BEGIN EXCERPT TO READ

Reagan later on his speech added:
"As I looked out a moment ago from the Reichstag, that embodiment of German unity, I noticed words crudely spray-painted upon the wall, perhaps by a young Berliner, 'This wall will fall. Beliefs become reality.' Yes, across Europe, this wall will fall. For it cannot withstand faith; it cannot withstand truth. The wall cannot withstand freedom."
Please note the use of the tricolon technique in both quotes from Reagan’s address (underlined) – he had great speech writers, one of whom years later became my boss, but that’s another story.

Anyhow, to try to retell Willy Brandt’s life and times and achievements in one blog post would be embarking on a mission doomed to fail. But because it fits in so neatly with the theme of the Peace Nobel Prize, I will point out that he had a special relationship with Norway and the Norwegians.

Born Herbert Ernst Karl Frahm in the German port city of Lübeck on the Baltic Sea in 1913, as a very young man he already got involved with the Socialist political movement and fled to Norway in 1933 to escape the Nazis, taking on the pseudonym Willy Brandt and becoming a Norwegian citizen in 1940, by which time he had moved on from then German-occupied Norway to live in neutral Sweden. The first two of his three wives were both Norwegians. The second, Rut Brandt, née Hansen, was Germany’s First Lady during Brandt’s tenure as Chancellor, and a highly respected and well-liked one at that.

END EXCERPT TO READ
BEGIN SUPPLIED INFORMATION

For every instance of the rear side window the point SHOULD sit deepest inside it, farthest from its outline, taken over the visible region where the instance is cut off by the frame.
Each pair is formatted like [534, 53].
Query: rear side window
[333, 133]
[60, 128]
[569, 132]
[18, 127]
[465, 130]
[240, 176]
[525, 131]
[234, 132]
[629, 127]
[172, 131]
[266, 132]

END SUPPLIED INFORMATION

**TASK INSTRUCTIONS**
Could you rewrite the paragraph of the Willy Brandt passage that begins "Born Herbert Ernst Karl Frahm" as a short bulleted list that keeps its main facts? Nothing in the records is needed here.

**TASK RESULT**
- Born Herbert Ernst Karl Frahm in 1913 in Lübeck, a German port city on the Baltic Sea
- Joined the Socialist political movement as a very young man
- Fled to Norway in 1933 to escape the Nazis and took the pseudonym Willy Brandt
- Became a Norwegian citizen in 1940, by which time he had left German-occupied Norway for neutral Sweden
- Married three times; his first two wives were Norwegian
- His second wife, Rut Brandt (née Hansen), was Germany's First Lady during his time as Chancellor and was highly respected and well liked